Excerpts from a detection dataset:
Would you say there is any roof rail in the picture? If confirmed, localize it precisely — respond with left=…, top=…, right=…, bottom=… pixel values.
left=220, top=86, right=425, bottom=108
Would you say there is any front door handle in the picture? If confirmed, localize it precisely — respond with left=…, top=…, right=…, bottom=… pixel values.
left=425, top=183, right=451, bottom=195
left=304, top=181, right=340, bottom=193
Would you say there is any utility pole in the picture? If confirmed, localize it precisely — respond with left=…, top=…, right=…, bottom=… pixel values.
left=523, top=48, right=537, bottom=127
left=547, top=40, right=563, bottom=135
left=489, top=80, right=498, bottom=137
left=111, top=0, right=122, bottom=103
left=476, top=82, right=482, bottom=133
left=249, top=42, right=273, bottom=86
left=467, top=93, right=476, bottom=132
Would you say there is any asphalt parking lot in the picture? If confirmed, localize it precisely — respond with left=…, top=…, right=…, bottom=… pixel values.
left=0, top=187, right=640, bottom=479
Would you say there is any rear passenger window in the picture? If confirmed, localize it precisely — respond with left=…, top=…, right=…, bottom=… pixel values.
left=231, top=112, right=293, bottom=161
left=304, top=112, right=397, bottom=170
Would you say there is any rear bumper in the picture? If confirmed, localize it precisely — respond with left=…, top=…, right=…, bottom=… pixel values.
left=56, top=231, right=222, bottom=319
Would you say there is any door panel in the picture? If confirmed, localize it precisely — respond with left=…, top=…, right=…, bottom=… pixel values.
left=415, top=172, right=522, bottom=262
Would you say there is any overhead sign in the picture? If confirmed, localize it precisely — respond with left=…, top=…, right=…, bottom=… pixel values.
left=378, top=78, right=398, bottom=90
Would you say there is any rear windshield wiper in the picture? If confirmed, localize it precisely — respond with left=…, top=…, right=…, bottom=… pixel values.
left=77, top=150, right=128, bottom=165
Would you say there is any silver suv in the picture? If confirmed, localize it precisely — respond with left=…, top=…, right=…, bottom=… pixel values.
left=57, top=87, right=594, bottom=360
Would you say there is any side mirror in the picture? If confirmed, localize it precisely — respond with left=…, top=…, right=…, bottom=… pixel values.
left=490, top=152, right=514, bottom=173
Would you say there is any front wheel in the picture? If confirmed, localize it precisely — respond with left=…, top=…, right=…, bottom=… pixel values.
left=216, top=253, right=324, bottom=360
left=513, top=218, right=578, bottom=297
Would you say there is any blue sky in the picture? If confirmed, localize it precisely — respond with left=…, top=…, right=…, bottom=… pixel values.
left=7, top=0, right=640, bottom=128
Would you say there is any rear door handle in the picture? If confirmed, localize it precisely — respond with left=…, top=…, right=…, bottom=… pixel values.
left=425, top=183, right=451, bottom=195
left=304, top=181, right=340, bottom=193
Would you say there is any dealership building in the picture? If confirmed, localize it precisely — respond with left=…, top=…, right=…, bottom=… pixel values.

• _Objective_:
Please update all of the lines above, replacing each "pixel values" with "coordinates" and leaving everything else unchanged.

• _Solution for this task_:
Would you say there is any roof rail in the picture? If confirmed, localize it precisely — respond with left=…, top=…, right=…, bottom=… coordinates.
left=220, top=86, right=425, bottom=108
Would you say there is any front door handle in the picture? If confirmed, localize it precisely — respond with left=…, top=…, right=…, bottom=… coordinates.
left=425, top=183, right=451, bottom=195
left=304, top=181, right=340, bottom=193
Would you say there is any utility pole in the picture? If confirmed, localize it precisely — respond with left=…, top=…, right=…, bottom=… coordinates.
left=523, top=48, right=537, bottom=127
left=547, top=40, right=563, bottom=135
left=489, top=80, right=498, bottom=137
left=111, top=0, right=122, bottom=103
left=476, top=82, right=482, bottom=133
left=249, top=42, right=273, bottom=86
left=467, top=93, right=476, bottom=132
Would you say there is any asphalt parking lot in the picture? If confirmed, localize it precisely — respond with left=…, top=…, right=…, bottom=… coordinates.
left=0, top=187, right=640, bottom=479
Would you say there is any rear passenger window in the picture? If confirmed, localize it precisely — respond with left=…, top=…, right=…, bottom=… coordinates.
left=231, top=112, right=293, bottom=161
left=304, top=112, right=397, bottom=170
Would you say there is any rear bumper in the picture? If confirmed, localize it precisely — respond with left=…, top=…, right=…, bottom=… coordinates.
left=56, top=231, right=222, bottom=319
Would you say there is any door panel in the picture? If confirmed, localize it precisely — respond with left=…, top=…, right=…, bottom=… coordinates.
left=415, top=172, right=522, bottom=262
Would you say there is any overhead sign in the picture? If confirmed, localize it precisely — respond with left=…, top=…, right=…, bottom=… coordinates.
left=378, top=78, right=398, bottom=90
Would you say there is any rear windshield wiper in the picture? If confirmed, localize it precisely — respond with left=…, top=…, right=…, bottom=… coordinates.
left=77, top=150, right=128, bottom=165
Would you say there is any silver suv in the picture? If confirmed, localize it precisely — respond with left=…, top=…, right=…, bottom=… coordinates.
left=57, top=87, right=594, bottom=360
Would you say there is any side mirror in the picture? If confirmed, localize it precisely — respond with left=…, top=…, right=…, bottom=… coordinates.
left=490, top=152, right=514, bottom=173
Would you say there is any front wheel in the picture? If confirmed, localize it precisely — respond with left=…, top=…, right=…, bottom=… coordinates.
left=216, top=253, right=324, bottom=360
left=513, top=218, right=578, bottom=297
Would you say there is any blue sky in the picture? If confirmed, localize it precisely — respond with left=…, top=…, right=…, bottom=… coordinates.
left=7, top=0, right=640, bottom=128
Would you say there is any rear door handle in the picture? If confirmed, localize it precisely — respond with left=…, top=…, right=…, bottom=… coordinates.
left=425, top=183, right=451, bottom=195
left=304, top=181, right=340, bottom=193
Would you say there is any dealership building in the picture? If confirmed, localize it precisely — respond with left=…, top=…, right=…, bottom=… coordinates.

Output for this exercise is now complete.